◆ TASK DIRECTIONS
Which lines should be repeated? Exactly the one containing "the garage above." and every line after it through the end of the entries below.

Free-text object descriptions
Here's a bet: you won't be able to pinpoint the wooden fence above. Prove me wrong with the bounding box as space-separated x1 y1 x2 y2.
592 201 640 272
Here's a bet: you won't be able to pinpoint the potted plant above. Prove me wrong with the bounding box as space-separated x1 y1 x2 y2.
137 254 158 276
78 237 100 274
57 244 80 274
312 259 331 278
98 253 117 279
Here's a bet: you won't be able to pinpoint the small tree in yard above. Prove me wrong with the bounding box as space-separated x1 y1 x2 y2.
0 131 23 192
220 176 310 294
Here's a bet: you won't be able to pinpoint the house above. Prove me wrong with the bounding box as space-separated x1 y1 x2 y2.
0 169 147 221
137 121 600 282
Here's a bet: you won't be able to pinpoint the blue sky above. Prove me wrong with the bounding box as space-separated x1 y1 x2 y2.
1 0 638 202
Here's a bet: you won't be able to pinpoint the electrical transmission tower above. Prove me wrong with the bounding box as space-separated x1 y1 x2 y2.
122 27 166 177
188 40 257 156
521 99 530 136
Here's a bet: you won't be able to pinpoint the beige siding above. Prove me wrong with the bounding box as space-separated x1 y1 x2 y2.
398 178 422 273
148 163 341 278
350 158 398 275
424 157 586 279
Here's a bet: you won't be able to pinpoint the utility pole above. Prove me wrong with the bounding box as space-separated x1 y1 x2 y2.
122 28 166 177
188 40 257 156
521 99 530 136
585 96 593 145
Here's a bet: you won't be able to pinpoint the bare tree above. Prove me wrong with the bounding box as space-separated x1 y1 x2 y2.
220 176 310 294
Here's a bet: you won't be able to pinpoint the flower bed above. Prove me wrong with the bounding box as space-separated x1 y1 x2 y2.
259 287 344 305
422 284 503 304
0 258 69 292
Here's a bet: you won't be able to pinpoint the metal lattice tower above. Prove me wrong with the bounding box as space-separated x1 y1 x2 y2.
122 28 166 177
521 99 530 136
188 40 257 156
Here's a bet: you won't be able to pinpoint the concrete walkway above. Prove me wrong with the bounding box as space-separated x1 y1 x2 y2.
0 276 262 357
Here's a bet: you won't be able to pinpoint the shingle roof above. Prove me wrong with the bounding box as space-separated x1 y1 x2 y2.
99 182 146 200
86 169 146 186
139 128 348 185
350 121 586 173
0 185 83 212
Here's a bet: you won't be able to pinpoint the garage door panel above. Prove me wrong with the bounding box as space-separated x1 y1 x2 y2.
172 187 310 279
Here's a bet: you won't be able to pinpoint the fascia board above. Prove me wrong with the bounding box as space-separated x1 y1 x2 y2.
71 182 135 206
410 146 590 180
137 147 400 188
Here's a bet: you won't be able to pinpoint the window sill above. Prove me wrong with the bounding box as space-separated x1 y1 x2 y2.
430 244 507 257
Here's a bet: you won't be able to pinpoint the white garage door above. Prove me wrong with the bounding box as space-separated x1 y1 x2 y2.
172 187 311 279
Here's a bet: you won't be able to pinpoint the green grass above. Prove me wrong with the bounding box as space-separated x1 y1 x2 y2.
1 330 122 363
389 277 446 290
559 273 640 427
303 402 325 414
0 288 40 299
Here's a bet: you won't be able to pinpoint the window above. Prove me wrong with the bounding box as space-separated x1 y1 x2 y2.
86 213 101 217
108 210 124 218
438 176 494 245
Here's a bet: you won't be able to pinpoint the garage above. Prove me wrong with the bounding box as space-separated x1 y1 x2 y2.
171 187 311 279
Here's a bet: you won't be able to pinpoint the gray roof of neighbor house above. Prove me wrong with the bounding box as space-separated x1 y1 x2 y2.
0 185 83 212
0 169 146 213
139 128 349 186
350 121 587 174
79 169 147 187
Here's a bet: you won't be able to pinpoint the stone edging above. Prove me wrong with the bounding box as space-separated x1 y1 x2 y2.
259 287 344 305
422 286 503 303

◆ EXERCISE OUTPUT
Here's a bet: you won't be able to pinpoint the garage above. Prove me wrong with the bounding box as space-separated x1 y1 x2 y2.
171 187 311 279
Here's a bet: you won't be able to pinpoint the gray roof of neighbor house above. Prove me wrong with the bounding box as space-separated x1 y1 x2 y2.
0 185 83 212
0 169 146 213
139 128 349 186
350 121 587 174
79 169 147 187
Here's a bet: you won't be able to pinpoint the stone edging above. Prove me wrong with the bounding box as space-separated x1 y1 x2 y2.
259 287 344 305
422 286 503 303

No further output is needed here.